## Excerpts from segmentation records
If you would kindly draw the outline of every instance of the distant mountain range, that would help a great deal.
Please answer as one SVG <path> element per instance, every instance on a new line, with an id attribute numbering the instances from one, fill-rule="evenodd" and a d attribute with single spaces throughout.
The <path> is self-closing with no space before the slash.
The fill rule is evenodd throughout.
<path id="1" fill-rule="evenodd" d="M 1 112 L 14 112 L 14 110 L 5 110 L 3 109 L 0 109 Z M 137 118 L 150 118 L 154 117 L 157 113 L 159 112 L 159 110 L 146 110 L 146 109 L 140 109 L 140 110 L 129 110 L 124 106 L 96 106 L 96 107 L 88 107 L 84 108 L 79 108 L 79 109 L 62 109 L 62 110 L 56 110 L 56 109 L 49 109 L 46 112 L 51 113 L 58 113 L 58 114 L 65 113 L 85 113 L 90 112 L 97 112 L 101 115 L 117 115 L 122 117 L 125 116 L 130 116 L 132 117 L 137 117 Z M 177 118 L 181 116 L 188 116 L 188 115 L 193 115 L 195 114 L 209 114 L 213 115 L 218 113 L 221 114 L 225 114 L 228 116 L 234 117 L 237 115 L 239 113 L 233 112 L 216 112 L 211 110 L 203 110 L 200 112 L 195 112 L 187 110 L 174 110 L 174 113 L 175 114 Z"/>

---

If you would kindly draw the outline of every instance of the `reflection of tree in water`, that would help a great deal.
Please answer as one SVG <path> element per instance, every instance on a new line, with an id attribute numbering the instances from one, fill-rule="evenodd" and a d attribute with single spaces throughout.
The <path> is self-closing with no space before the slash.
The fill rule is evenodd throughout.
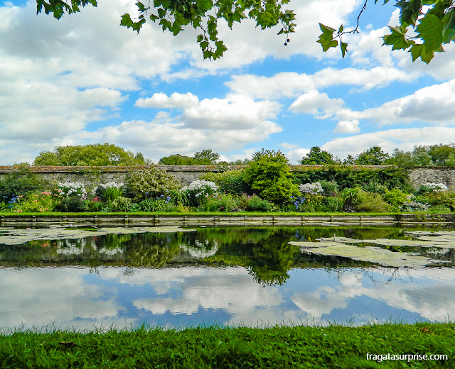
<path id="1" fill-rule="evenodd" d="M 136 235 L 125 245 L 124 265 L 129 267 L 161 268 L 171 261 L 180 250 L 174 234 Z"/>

## Task details
Rewrite everything from the line containing "range, that would help a great deal." down to the line containing "112 L 14 112", putting "faraway" in place of "distant" and changing nothing else.

## Task solution
If you would kindly draw the outline of every instance of the faraway mountain range, that would help a great deal.
Please answer as one SVG <path> element per instance, every instance on a new line, with an id attribute numbering the instances from one, fill-rule="evenodd" and a d attribute with single spaces throughout.
The <path> is self-closing with no space before the slash.
The fill rule is evenodd throughout.
<path id="1" fill-rule="evenodd" d="M 1 112 L 14 112 L 14 110 L 5 110 L 3 109 L 0 109 Z M 137 118 L 150 118 L 154 117 L 157 113 L 159 112 L 159 110 L 146 110 L 146 109 L 140 109 L 140 110 L 129 110 L 124 106 L 96 106 L 96 107 L 88 107 L 84 108 L 79 108 L 79 109 L 62 109 L 62 110 L 56 110 L 56 109 L 49 109 L 46 112 L 51 113 L 58 113 L 58 114 L 65 113 L 85 113 L 90 112 L 97 112 L 101 115 L 117 115 L 122 117 L 125 116 L 130 116 L 132 117 L 137 117 Z M 177 118 L 181 116 L 188 116 L 188 115 L 193 115 L 195 114 L 209 114 L 213 115 L 218 113 L 221 114 L 225 114 L 228 116 L 234 117 L 237 115 L 239 113 L 233 112 L 216 112 L 211 110 L 203 110 L 200 112 L 195 112 L 187 110 L 174 110 L 174 113 L 175 114 Z"/>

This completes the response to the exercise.